** Begin Provided information **

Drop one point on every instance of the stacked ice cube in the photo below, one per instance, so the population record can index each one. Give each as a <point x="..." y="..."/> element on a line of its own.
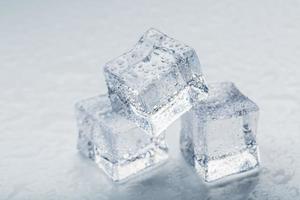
<point x="150" y="87"/>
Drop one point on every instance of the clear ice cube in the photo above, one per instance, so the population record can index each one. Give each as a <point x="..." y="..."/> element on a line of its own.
<point x="218" y="135"/>
<point x="155" y="82"/>
<point x="117" y="145"/>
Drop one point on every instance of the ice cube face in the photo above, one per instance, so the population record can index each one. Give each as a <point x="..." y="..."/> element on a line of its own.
<point x="155" y="82"/>
<point x="118" y="146"/>
<point x="218" y="135"/>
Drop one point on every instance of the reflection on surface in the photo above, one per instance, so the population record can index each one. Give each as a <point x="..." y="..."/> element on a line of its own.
<point x="177" y="180"/>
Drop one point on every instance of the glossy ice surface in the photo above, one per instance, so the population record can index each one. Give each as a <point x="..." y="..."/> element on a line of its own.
<point x="117" y="145"/>
<point x="218" y="135"/>
<point x="155" y="82"/>
<point x="50" y="57"/>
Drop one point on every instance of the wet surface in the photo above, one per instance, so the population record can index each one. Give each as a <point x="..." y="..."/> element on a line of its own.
<point x="52" y="53"/>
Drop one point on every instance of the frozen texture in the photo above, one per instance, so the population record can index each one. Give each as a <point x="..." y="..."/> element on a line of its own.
<point x="219" y="134"/>
<point x="50" y="57"/>
<point x="117" y="145"/>
<point x="155" y="82"/>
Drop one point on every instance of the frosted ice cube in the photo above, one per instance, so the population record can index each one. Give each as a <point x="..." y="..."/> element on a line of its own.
<point x="154" y="83"/>
<point x="117" y="145"/>
<point x="218" y="135"/>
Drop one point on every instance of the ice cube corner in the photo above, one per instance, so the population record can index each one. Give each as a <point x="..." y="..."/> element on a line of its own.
<point x="218" y="135"/>
<point x="118" y="146"/>
<point x="154" y="83"/>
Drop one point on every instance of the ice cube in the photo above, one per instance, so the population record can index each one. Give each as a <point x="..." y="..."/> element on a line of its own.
<point x="218" y="135"/>
<point x="155" y="82"/>
<point x="117" y="145"/>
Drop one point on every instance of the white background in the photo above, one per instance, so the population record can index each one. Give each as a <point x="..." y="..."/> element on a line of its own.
<point x="52" y="54"/>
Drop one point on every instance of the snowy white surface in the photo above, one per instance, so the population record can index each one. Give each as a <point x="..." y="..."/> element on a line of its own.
<point x="52" y="53"/>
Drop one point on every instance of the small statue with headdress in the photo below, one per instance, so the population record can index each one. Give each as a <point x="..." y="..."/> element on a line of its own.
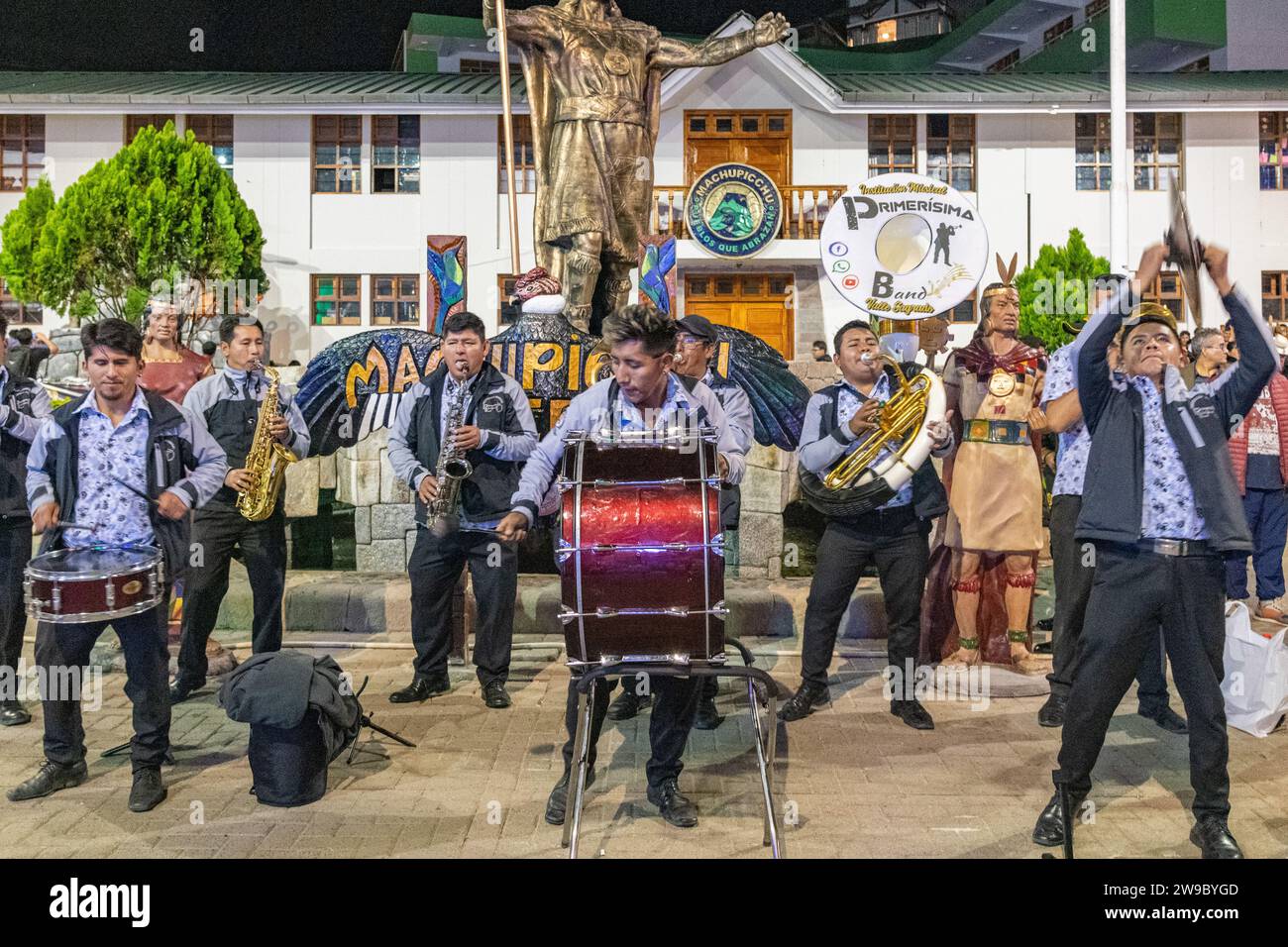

** End Provided information **

Task requirements:
Locate every line in the entries above that contains the word "white" and copy each of those lines.

Correct answer:
Drop one point on every instance of the white background in the photo above, one per instance, so the population record can index each one. Give each as a <point x="..." y="..."/> element on a line of its own.
Drop one point on every instance of the snowy white surface in the photo above, one per instance, so the population record can index each one. Give each as a <point x="..." y="..."/> element on a line of its own.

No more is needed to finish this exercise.